* **TASK TO COMPLETE**:
Could you turn every line of these entries into a JSON list of strings, with one string per line and any blank lines left out?

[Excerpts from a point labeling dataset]
BEGIN

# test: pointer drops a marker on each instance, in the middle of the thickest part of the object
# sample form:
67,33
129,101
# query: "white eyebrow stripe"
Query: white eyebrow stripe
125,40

END

* **OUTPUT BELOW**:
[
  "# test: pointer drops a marker on each instance, in the middle of the thickest part of the object",
  "# sample form:",
  "67,33",
  "129,101",
  "# query: \"white eyebrow stripe\"",
  "Query: white eyebrow stripe",
  "125,40"
]